▶ _WHAT THIS TASK INVOLVES_
From the line with "of the wing" through the final line, transcribe the material below character for character; include no other lines.

+++ DATASET CONTENT +++

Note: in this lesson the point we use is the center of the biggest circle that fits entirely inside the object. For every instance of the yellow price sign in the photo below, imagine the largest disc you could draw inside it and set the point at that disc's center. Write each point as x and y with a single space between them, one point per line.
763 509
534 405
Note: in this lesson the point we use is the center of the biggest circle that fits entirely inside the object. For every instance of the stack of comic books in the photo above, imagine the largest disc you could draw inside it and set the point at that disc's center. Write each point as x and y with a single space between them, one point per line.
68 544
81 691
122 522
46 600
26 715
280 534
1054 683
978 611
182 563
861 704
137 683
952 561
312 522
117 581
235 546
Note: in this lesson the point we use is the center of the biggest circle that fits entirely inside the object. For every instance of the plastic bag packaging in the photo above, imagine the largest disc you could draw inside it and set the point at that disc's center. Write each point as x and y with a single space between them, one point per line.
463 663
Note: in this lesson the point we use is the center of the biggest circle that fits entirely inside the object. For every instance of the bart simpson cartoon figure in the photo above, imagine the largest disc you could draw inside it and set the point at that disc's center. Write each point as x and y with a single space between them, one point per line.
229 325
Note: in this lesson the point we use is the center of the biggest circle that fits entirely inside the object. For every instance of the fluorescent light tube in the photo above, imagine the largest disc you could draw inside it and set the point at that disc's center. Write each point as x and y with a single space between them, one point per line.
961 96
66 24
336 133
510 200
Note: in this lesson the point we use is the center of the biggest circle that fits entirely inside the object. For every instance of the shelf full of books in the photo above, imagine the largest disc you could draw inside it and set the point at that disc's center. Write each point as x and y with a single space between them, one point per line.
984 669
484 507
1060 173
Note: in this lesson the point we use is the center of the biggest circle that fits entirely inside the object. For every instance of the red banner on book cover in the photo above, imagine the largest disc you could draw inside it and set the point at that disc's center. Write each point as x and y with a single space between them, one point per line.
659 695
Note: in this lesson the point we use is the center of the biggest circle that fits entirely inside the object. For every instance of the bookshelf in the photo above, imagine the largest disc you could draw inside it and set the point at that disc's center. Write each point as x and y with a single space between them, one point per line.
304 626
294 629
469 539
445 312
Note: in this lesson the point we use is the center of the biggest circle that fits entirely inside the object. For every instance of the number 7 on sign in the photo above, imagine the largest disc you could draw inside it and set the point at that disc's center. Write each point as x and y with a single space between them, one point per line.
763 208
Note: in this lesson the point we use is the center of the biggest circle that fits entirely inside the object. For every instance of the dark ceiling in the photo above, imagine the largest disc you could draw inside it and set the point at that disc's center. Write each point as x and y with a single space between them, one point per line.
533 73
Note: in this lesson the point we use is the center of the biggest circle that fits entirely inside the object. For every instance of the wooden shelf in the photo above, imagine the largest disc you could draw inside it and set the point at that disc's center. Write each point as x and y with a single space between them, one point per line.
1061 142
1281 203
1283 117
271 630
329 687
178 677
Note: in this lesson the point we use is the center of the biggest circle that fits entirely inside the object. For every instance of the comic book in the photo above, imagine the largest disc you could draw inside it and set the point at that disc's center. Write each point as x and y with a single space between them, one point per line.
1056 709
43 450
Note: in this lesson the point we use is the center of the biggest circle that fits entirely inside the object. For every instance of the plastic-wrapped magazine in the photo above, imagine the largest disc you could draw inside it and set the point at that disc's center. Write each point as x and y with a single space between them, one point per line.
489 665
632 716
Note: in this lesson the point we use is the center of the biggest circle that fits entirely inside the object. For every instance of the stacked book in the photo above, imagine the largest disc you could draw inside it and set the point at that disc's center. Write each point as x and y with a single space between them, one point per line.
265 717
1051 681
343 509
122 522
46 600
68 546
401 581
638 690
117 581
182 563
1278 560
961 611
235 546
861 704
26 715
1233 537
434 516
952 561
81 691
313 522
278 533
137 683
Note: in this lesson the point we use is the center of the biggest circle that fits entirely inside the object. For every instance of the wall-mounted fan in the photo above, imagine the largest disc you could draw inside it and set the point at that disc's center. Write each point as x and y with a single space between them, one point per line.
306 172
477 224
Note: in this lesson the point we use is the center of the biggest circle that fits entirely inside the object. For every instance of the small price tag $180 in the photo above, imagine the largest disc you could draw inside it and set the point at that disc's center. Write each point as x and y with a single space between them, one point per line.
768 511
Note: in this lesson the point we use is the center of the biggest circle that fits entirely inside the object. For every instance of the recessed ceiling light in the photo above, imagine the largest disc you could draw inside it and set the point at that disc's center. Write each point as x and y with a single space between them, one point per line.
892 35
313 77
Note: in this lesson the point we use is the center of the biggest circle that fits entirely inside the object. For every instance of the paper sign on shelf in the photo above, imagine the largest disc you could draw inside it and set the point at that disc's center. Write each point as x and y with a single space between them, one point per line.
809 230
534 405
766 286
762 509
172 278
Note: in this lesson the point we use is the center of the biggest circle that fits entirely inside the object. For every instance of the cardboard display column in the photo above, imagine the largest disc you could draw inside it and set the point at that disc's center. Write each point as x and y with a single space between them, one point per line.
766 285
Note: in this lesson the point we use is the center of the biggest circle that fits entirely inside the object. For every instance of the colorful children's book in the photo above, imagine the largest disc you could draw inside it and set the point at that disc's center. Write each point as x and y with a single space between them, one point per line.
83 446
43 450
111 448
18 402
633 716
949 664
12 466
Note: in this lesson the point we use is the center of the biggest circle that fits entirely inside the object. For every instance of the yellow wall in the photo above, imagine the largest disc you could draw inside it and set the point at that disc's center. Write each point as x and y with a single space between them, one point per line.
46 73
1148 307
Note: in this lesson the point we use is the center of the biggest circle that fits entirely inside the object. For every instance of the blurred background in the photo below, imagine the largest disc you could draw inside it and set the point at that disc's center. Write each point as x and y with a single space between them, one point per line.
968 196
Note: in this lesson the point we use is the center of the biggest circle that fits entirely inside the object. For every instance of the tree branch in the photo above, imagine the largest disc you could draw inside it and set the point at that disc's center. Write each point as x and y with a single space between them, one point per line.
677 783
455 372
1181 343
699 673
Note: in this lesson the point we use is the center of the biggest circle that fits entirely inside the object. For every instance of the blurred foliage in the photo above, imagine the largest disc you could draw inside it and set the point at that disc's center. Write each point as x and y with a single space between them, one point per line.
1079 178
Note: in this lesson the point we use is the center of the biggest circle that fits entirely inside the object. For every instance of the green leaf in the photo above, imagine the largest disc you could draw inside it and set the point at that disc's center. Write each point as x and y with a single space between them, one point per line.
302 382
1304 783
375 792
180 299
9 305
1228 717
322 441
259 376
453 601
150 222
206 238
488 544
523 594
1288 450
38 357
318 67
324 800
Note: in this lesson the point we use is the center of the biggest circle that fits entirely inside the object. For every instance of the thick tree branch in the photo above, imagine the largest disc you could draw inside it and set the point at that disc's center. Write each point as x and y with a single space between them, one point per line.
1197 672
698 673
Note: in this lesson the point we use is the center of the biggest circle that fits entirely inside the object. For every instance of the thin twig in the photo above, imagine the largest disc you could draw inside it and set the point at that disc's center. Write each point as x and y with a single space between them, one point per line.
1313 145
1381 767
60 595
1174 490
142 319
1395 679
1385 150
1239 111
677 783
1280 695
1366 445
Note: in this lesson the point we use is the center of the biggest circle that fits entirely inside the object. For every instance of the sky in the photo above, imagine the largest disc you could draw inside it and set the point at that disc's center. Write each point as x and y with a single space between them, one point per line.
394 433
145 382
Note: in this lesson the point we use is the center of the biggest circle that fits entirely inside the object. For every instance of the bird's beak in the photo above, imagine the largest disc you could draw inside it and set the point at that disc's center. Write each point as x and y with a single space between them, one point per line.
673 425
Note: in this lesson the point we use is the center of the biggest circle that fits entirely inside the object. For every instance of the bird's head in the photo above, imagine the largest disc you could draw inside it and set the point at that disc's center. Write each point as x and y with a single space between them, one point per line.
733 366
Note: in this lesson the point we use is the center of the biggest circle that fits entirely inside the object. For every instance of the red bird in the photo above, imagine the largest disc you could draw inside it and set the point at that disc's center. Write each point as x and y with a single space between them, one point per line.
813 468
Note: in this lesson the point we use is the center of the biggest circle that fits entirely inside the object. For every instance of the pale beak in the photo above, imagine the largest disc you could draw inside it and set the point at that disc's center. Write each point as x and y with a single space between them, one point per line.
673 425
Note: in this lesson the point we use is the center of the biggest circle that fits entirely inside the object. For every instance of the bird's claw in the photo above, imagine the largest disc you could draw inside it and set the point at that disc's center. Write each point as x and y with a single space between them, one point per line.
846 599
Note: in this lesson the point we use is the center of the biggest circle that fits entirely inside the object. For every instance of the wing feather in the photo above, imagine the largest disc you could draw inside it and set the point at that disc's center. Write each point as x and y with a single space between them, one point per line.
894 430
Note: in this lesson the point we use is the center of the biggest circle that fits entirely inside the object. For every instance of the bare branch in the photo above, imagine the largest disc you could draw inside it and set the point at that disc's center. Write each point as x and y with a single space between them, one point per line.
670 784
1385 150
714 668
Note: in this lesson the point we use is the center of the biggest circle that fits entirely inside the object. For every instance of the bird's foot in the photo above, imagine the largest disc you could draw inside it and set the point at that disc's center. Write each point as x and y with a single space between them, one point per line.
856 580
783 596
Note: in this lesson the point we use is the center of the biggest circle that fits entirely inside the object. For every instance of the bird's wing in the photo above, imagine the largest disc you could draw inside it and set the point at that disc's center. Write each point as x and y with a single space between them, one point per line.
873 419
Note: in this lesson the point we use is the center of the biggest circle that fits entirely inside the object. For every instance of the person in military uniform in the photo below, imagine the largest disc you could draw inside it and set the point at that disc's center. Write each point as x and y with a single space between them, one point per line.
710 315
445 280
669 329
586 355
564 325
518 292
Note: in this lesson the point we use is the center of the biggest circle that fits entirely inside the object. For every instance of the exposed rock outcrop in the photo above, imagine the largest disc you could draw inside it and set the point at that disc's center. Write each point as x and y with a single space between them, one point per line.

+++

▶ _TASK RESULT_
Note: in this lesson the point we use is the center of the biggest circle that fits entirely inside the object. For every instance of the wing feather in the photo above, imagine the largest disc you could draw inside it and set the point at that disc's center. Write each point as x and y with a single space between them, one point per line.
894 430
Note: in this lesson the point we use is the center of the biggest circle that fits entirely inside the object. For every instance of the bare branch in the photo above, imagine the largest disc you could draw inside it and set the point at that disc's center. Write each point as x and y with a single space between them, one point per line.
670 784
1385 150
714 668
Note: in this lesson the point we use is the center of the biggest circle that fits entirely inside the object. For every instance of the bird's foot in the photo above, imagine the largest disc you could draw inside it and set the point at that disc's center. Write each point as x and y with a single space between them, one point per line.
856 580
783 596
Note: in this lesson the point we use is the center of the biggest circle that fits entirely inside the object. For every instance of the bird's wing in the photo above, imagine the largest disc you could draw inside it and set the point at that disc's center. Write each point as x and y with a single space between them, one point per line.
873 419
Note: in this lesson the point we use is the center of the biggest circle that fits entirely inside the object. For every instance of the person in military uniform in the photo below, imagine the largest disc you could draw inside it and set the point at that disc's center. Write each point as x and y with a single space between them, one point per line.
710 315
445 280
669 329
586 355
564 325
518 292
Note: in this lesson the point we use is the center of the biggest circle that fits entirely inside the object. For every instance of the exposed rock outcrop in the photo above, imagine the largest disc you could draw inside it and set the point at that disc's center. Write each point as x and y with a single space between them, one point per line.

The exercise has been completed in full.